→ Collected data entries

....................

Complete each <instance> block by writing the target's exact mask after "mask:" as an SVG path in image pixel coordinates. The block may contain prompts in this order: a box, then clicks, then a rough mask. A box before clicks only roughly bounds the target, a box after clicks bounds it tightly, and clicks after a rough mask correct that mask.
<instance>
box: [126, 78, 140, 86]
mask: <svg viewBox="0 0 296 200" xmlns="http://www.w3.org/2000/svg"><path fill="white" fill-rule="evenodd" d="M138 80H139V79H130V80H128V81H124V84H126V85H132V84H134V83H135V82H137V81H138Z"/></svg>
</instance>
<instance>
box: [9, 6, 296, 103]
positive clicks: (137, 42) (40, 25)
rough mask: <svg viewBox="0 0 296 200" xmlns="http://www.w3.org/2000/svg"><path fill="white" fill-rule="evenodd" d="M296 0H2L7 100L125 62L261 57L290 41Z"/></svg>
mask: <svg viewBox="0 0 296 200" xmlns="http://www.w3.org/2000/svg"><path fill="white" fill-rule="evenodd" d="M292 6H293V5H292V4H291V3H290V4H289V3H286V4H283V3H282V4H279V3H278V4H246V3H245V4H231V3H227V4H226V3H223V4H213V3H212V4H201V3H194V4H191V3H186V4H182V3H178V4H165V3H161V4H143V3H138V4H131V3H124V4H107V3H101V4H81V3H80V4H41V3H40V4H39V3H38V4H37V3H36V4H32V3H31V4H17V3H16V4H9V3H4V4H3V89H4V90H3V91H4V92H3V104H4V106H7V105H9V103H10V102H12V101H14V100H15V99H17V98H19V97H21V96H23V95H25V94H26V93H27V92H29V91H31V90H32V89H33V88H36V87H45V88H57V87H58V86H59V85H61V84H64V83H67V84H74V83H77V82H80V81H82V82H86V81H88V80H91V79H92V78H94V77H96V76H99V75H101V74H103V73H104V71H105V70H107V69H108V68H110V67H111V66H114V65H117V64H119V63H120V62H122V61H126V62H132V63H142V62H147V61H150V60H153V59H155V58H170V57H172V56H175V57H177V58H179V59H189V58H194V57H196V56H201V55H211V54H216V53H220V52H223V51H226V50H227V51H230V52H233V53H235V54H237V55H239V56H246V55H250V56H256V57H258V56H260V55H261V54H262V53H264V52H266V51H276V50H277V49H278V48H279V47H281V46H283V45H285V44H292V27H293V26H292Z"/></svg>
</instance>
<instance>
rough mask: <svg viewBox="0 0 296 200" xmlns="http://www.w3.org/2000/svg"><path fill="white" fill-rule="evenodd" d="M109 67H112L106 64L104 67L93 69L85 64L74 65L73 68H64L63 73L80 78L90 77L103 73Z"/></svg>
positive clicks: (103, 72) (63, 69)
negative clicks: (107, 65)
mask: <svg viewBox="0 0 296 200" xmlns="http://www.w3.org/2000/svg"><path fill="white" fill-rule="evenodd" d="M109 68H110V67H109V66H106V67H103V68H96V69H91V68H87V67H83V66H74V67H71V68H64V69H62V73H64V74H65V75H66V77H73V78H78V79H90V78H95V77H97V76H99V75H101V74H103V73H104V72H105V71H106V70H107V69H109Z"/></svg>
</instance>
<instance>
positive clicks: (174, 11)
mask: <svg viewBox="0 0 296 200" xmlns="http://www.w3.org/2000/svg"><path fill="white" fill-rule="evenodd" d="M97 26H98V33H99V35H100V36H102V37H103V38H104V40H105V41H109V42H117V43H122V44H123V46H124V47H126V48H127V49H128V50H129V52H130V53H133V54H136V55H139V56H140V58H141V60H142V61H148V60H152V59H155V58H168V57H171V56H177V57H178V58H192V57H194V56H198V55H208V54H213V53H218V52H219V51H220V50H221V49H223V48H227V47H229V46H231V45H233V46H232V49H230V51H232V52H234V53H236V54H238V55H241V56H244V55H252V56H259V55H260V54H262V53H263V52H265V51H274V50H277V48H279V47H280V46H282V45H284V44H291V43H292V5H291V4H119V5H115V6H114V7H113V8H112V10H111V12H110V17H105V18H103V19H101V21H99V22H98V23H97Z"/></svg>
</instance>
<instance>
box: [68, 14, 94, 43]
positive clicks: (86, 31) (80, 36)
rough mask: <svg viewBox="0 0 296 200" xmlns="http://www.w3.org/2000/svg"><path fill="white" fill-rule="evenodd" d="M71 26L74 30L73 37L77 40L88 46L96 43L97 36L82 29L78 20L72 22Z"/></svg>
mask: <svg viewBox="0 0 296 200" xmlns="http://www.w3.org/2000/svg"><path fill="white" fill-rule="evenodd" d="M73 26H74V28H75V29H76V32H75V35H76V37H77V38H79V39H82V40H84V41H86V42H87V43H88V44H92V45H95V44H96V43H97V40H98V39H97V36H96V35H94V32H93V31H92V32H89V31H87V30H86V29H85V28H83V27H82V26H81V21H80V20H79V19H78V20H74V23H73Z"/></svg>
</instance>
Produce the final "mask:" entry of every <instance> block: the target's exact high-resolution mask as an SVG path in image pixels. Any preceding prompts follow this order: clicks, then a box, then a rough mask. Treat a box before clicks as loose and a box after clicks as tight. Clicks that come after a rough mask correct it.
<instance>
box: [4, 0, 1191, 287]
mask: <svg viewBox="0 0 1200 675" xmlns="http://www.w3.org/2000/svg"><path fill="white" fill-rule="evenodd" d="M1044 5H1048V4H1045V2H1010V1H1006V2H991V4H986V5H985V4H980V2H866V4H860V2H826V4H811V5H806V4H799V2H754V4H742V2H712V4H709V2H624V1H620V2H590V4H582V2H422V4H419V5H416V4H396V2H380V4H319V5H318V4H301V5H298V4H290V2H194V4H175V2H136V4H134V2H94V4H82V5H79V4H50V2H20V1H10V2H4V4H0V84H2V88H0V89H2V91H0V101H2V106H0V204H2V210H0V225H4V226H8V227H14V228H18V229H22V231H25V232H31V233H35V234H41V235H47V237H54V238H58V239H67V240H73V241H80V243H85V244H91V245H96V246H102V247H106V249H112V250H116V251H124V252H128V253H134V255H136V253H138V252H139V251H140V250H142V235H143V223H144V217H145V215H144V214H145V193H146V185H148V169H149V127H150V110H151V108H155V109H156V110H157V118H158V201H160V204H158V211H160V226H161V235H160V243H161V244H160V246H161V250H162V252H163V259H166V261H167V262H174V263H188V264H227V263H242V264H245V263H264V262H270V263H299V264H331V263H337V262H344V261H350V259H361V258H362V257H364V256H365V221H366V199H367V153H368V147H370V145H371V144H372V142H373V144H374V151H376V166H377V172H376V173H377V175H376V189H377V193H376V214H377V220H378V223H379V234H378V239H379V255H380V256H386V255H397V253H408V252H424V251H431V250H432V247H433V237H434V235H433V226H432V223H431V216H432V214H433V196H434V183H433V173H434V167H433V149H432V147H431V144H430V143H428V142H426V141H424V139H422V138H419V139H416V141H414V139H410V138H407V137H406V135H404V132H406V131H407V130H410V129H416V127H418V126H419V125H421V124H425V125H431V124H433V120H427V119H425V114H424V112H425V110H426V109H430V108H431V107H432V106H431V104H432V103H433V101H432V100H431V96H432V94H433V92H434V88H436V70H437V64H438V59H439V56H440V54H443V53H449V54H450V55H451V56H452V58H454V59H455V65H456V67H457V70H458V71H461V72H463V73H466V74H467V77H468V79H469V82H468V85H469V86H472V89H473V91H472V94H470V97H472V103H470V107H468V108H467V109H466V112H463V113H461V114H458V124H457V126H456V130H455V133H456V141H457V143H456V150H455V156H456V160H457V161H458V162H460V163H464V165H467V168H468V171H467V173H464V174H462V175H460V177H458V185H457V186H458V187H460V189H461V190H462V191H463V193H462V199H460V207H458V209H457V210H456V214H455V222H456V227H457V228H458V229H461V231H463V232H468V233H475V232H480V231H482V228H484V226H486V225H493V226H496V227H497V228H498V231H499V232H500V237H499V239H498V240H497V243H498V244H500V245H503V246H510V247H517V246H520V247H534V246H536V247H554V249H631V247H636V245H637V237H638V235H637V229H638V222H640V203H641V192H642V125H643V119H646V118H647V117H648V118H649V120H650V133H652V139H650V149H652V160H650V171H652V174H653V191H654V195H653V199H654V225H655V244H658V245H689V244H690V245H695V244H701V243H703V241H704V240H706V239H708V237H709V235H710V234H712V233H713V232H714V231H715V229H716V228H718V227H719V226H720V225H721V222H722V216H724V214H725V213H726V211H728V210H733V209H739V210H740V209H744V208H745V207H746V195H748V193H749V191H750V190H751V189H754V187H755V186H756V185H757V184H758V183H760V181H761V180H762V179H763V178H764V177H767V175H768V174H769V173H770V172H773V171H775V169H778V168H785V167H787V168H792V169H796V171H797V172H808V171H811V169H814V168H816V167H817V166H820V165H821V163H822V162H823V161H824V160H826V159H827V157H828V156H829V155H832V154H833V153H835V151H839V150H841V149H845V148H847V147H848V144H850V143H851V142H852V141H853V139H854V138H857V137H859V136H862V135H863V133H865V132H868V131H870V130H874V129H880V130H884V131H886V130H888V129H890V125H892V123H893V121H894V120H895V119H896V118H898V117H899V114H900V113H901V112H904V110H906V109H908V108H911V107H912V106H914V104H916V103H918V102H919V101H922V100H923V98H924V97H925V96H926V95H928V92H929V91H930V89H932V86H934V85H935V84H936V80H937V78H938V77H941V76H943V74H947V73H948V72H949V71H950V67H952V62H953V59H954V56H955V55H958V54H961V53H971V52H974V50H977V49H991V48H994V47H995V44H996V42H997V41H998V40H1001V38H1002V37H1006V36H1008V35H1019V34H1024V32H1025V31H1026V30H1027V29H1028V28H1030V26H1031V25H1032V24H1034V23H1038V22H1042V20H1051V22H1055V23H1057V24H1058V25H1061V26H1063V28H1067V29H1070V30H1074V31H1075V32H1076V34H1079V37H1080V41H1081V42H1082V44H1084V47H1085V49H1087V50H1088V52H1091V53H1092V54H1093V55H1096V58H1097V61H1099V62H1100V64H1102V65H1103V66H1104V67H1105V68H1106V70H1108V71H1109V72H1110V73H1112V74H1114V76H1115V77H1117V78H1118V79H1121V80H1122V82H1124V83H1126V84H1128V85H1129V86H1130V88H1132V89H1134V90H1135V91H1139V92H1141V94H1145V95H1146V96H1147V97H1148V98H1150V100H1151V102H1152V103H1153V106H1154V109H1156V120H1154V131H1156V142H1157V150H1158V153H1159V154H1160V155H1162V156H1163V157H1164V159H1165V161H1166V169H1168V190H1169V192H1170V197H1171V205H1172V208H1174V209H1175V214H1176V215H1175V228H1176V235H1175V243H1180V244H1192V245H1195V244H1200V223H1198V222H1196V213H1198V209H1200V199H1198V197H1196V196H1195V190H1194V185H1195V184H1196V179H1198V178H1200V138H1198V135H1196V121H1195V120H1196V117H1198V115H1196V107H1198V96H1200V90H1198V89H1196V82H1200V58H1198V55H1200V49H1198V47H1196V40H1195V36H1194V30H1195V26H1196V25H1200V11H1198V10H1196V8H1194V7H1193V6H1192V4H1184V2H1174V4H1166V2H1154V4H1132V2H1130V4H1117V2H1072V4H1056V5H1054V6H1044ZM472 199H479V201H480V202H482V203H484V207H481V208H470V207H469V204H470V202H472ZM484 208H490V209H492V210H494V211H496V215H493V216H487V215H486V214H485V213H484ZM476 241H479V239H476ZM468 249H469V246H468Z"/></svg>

....................

→ Problem to work on
Reproduce the rows without any change, beginning with the first line and continuing through the line that contains "box: [126, 78, 140, 86]", with that line included.

→ Response
Complete each <instance> block by writing the target's exact mask after "mask:" as an SVG path in image pixel coordinates. The block may contain prompts in this order: a box, then clicks, then a rough mask. A box before clicks only roughly bounds the target, a box after clicks bounds it tightly, and clicks after a rough mask correct that mask.
<instance>
box: [126, 78, 140, 86]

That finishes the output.